## Dataset records on object locations
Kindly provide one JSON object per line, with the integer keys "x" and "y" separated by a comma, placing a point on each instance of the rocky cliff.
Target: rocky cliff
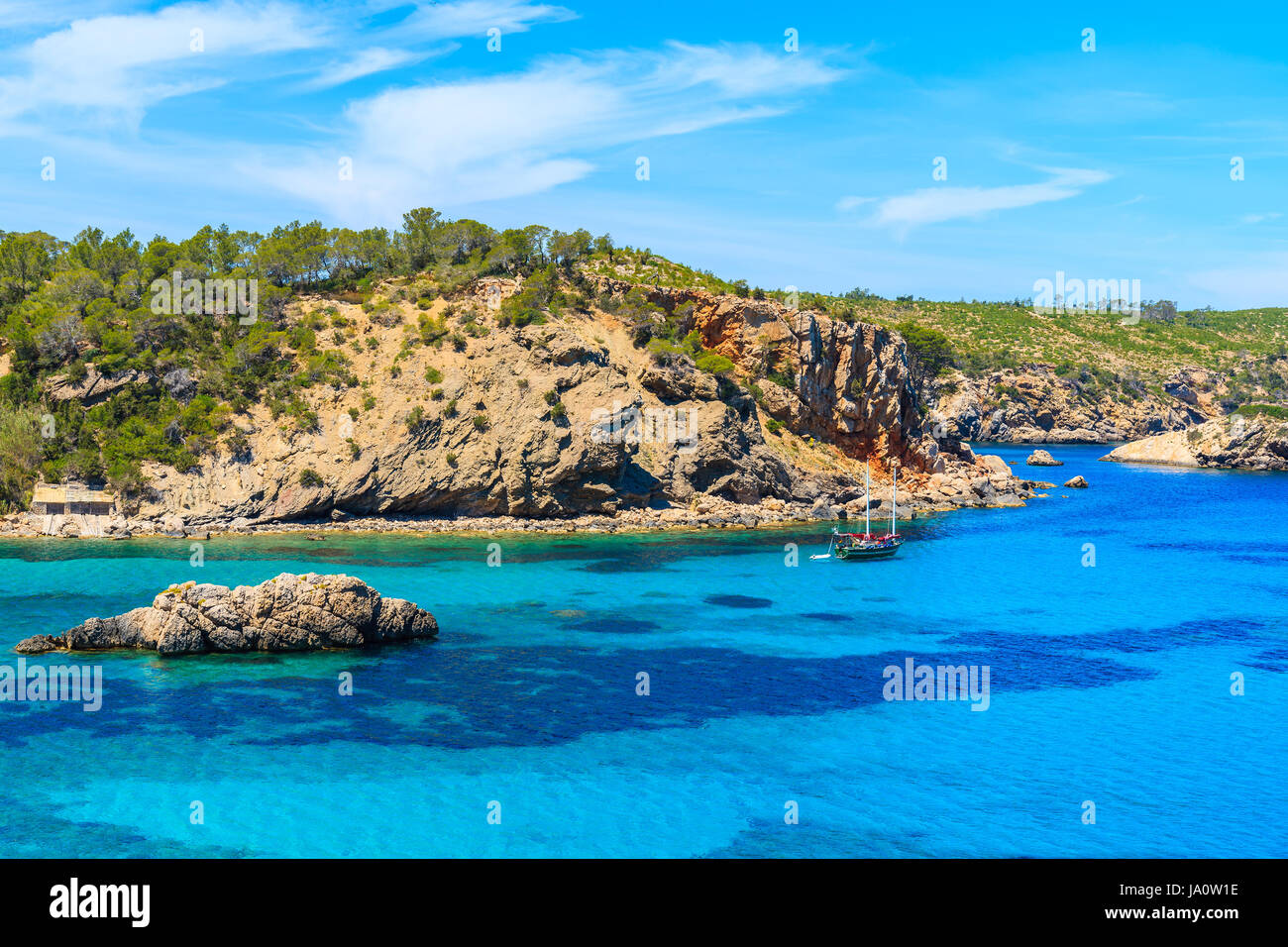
{"x": 1244, "y": 444}
{"x": 1035, "y": 405}
{"x": 286, "y": 613}
{"x": 571, "y": 418}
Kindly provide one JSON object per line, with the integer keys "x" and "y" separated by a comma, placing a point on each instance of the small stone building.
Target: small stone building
{"x": 53, "y": 500}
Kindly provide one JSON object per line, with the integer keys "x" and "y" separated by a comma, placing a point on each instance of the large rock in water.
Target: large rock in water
{"x": 1042, "y": 459}
{"x": 284, "y": 613}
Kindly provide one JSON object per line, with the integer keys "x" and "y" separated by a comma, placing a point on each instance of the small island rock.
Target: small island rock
{"x": 1042, "y": 459}
{"x": 286, "y": 613}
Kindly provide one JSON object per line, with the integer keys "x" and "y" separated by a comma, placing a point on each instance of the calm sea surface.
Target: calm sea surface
{"x": 1109, "y": 684}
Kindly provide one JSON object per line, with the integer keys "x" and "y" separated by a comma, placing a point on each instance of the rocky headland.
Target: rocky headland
{"x": 567, "y": 421}
{"x": 1235, "y": 442}
{"x": 290, "y": 612}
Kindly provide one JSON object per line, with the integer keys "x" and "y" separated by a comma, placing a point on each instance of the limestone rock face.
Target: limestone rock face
{"x": 1035, "y": 405}
{"x": 286, "y": 613}
{"x": 1236, "y": 442}
{"x": 567, "y": 419}
{"x": 1042, "y": 459}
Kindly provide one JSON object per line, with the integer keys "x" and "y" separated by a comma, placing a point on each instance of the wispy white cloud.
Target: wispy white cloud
{"x": 522, "y": 133}
{"x": 939, "y": 204}
{"x": 121, "y": 64}
{"x": 369, "y": 62}
{"x": 1262, "y": 281}
{"x": 476, "y": 17}
{"x": 124, "y": 63}
{"x": 850, "y": 202}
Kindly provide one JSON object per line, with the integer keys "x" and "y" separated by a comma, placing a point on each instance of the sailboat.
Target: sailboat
{"x": 849, "y": 545}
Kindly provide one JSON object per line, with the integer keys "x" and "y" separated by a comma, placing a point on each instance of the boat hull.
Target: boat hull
{"x": 867, "y": 552}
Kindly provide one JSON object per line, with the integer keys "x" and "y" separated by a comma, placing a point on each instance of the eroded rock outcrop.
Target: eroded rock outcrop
{"x": 290, "y": 612}
{"x": 1236, "y": 442}
{"x": 513, "y": 423}
{"x": 1037, "y": 405}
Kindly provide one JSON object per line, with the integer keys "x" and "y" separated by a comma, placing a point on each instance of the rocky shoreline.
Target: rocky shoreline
{"x": 940, "y": 493}
{"x": 1229, "y": 444}
{"x": 290, "y": 612}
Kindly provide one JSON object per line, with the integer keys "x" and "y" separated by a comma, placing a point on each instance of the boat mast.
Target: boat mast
{"x": 867, "y": 497}
{"x": 894, "y": 491}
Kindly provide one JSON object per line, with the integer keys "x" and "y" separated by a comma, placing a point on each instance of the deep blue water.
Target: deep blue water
{"x": 1108, "y": 684}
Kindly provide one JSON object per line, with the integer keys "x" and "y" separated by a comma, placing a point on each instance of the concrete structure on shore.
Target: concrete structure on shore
{"x": 72, "y": 509}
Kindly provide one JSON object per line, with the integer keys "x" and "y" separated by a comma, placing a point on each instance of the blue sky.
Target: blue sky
{"x": 809, "y": 167}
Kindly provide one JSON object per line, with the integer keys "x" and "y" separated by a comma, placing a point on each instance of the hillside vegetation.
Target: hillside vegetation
{"x": 99, "y": 375}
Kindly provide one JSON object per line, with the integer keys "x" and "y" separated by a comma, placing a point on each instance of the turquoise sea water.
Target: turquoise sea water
{"x": 1108, "y": 684}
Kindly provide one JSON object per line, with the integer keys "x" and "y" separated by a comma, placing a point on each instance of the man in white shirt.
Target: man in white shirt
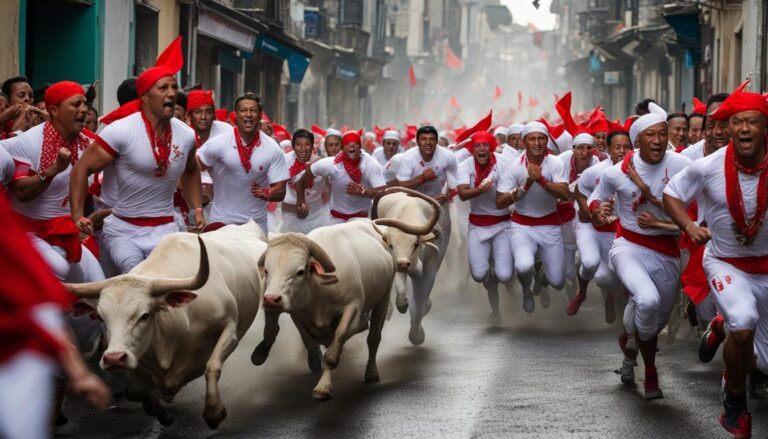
{"x": 534, "y": 183}
{"x": 645, "y": 255}
{"x": 731, "y": 187}
{"x": 247, "y": 167}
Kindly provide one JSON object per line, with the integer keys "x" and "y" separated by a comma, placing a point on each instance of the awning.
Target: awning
{"x": 297, "y": 62}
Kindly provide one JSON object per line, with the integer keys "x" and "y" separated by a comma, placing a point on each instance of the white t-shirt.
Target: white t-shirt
{"x": 341, "y": 201}
{"x": 25, "y": 149}
{"x": 443, "y": 163}
{"x": 704, "y": 181}
{"x": 312, "y": 196}
{"x": 614, "y": 181}
{"x": 537, "y": 202}
{"x": 142, "y": 194}
{"x": 695, "y": 151}
{"x": 484, "y": 204}
{"x": 233, "y": 202}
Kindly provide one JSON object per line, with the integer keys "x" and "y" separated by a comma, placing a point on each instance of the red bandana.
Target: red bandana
{"x": 352, "y": 168}
{"x": 161, "y": 148}
{"x": 245, "y": 151}
{"x": 744, "y": 230}
{"x": 483, "y": 173}
{"x": 52, "y": 142}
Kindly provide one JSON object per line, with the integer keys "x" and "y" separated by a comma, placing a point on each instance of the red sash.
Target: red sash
{"x": 547, "y": 220}
{"x": 664, "y": 244}
{"x": 487, "y": 220}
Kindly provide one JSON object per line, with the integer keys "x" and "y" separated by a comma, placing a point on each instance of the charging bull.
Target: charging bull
{"x": 168, "y": 322}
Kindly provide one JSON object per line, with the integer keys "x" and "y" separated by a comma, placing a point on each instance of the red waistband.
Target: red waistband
{"x": 487, "y": 220}
{"x": 547, "y": 220}
{"x": 348, "y": 216}
{"x": 148, "y": 222}
{"x": 664, "y": 244}
{"x": 749, "y": 264}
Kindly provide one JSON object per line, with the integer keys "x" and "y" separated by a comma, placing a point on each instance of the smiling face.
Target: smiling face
{"x": 652, "y": 143}
{"x": 748, "y": 130}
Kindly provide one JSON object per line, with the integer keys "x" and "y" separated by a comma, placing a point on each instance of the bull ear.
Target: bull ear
{"x": 177, "y": 299}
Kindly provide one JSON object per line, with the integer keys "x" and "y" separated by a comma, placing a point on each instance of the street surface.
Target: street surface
{"x": 540, "y": 376}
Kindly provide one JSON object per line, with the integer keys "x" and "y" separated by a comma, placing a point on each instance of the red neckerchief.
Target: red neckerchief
{"x": 744, "y": 230}
{"x": 161, "y": 148}
{"x": 352, "y": 168}
{"x": 52, "y": 142}
{"x": 482, "y": 173}
{"x": 245, "y": 151}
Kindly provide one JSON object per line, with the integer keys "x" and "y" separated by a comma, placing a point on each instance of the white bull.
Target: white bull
{"x": 168, "y": 323}
{"x": 417, "y": 251}
{"x": 335, "y": 282}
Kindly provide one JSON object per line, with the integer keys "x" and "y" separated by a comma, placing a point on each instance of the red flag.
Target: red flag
{"x": 497, "y": 93}
{"x": 450, "y": 59}
{"x": 481, "y": 125}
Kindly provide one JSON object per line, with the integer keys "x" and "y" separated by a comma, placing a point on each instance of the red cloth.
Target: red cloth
{"x": 60, "y": 231}
{"x": 664, "y": 244}
{"x": 487, "y": 220}
{"x": 168, "y": 64}
{"x": 61, "y": 91}
{"x": 199, "y": 98}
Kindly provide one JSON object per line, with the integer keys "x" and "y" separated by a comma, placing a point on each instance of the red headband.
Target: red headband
{"x": 199, "y": 98}
{"x": 168, "y": 64}
{"x": 61, "y": 91}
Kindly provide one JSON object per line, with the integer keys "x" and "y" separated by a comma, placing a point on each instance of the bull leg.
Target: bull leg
{"x": 271, "y": 328}
{"x": 333, "y": 352}
{"x": 214, "y": 411}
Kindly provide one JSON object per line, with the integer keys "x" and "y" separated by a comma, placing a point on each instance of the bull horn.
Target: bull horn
{"x": 321, "y": 256}
{"x": 408, "y": 228}
{"x": 162, "y": 286}
{"x": 89, "y": 290}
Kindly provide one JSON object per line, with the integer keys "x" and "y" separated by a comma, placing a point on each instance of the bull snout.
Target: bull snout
{"x": 115, "y": 360}
{"x": 403, "y": 266}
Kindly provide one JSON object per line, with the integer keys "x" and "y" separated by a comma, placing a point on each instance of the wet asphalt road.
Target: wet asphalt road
{"x": 540, "y": 376}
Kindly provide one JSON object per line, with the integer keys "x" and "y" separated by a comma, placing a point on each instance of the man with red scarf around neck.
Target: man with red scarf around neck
{"x": 645, "y": 255}
{"x": 534, "y": 183}
{"x": 44, "y": 156}
{"x": 247, "y": 167}
{"x": 736, "y": 254}
{"x": 488, "y": 235}
{"x": 151, "y": 150}
{"x": 355, "y": 179}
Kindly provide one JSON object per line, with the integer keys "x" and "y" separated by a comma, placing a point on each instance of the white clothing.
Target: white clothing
{"x": 443, "y": 163}
{"x": 233, "y": 202}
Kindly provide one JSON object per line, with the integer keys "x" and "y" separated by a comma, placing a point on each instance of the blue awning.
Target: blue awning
{"x": 297, "y": 62}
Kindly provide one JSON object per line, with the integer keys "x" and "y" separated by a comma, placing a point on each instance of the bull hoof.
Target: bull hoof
{"x": 416, "y": 335}
{"x": 315, "y": 360}
{"x": 260, "y": 354}
{"x": 322, "y": 395}
{"x": 214, "y": 417}
{"x": 401, "y": 302}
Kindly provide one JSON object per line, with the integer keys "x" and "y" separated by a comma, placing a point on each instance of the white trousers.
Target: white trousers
{"x": 593, "y": 254}
{"x": 486, "y": 242}
{"x": 652, "y": 282}
{"x": 26, "y": 398}
{"x": 128, "y": 244}
{"x": 547, "y": 242}
{"x": 87, "y": 270}
{"x": 742, "y": 298}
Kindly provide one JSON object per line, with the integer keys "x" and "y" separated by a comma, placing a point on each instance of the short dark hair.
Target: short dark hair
{"x": 8, "y": 83}
{"x": 250, "y": 97}
{"x": 426, "y": 129}
{"x": 126, "y": 91}
{"x": 301, "y": 133}
{"x": 643, "y": 106}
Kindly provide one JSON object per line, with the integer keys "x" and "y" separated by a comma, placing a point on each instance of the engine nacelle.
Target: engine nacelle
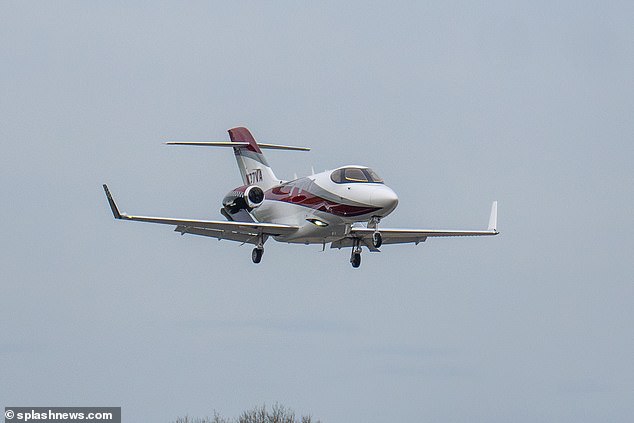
{"x": 243, "y": 198}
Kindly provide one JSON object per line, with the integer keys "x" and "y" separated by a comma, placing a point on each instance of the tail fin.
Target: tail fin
{"x": 253, "y": 166}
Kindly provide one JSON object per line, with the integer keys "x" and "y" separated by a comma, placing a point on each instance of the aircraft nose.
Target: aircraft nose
{"x": 386, "y": 199}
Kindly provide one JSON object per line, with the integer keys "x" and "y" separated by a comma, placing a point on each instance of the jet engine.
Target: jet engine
{"x": 242, "y": 198}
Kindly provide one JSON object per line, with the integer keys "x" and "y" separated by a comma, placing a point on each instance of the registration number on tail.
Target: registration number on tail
{"x": 255, "y": 176}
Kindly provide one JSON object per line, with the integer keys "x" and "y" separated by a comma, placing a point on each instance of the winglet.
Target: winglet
{"x": 493, "y": 219}
{"x": 113, "y": 205}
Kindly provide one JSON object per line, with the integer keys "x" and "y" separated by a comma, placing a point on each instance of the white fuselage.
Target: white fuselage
{"x": 323, "y": 209}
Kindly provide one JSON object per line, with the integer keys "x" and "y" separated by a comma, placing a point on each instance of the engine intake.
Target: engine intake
{"x": 243, "y": 198}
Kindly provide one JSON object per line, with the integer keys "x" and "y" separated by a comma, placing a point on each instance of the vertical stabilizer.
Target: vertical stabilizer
{"x": 253, "y": 166}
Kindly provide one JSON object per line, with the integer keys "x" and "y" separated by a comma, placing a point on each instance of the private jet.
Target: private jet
{"x": 341, "y": 207}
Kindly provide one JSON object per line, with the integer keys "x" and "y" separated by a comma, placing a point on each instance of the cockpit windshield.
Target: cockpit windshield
{"x": 355, "y": 175}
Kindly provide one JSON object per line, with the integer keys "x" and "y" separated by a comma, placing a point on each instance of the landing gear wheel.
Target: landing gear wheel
{"x": 355, "y": 260}
{"x": 256, "y": 255}
{"x": 377, "y": 239}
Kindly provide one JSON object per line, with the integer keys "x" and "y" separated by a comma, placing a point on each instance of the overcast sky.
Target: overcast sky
{"x": 454, "y": 104}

## Given request
Retype the data from the line containing "the engine intake." through the end of the data, with both of those lines included and every line kept identical.

## Task answer
Kindly provide one JSON object per line, with the integer keys "x" and "y" separated by a comma, placing a point on each instance of the engine intake.
Target: engine intake
{"x": 243, "y": 198}
Kindly provide one JSON object per line, with the integer keys "x" and "y" separated by a comma, placing a point on each instance of the vertical stabilizer.
Target: vertical stabilizer
{"x": 253, "y": 166}
Kindly provide one JSON object per line, with the integer keys "x" and "y" separated by a comma, placing a point on each instance of the private jet.
Target: private jet
{"x": 341, "y": 207}
Kindly provide one JSON object per line, with the integer keys "x" and "y" separated by a comma, placing a point on each instance of the cockpit windshield.
Target: cockpit windshield
{"x": 355, "y": 175}
Kindly provide one JSON object per line, with the integer keys "x" and "y" separated by a comma, placing a point on each instance of the landing gear wheel.
Target: landing gear wheel
{"x": 355, "y": 260}
{"x": 256, "y": 255}
{"x": 377, "y": 239}
Kindly provide one JSON object per line, with the integer keys "x" and "y" separated by a comma, placing a point on each instance of the overcast sky.
Target: overcast sky
{"x": 454, "y": 104}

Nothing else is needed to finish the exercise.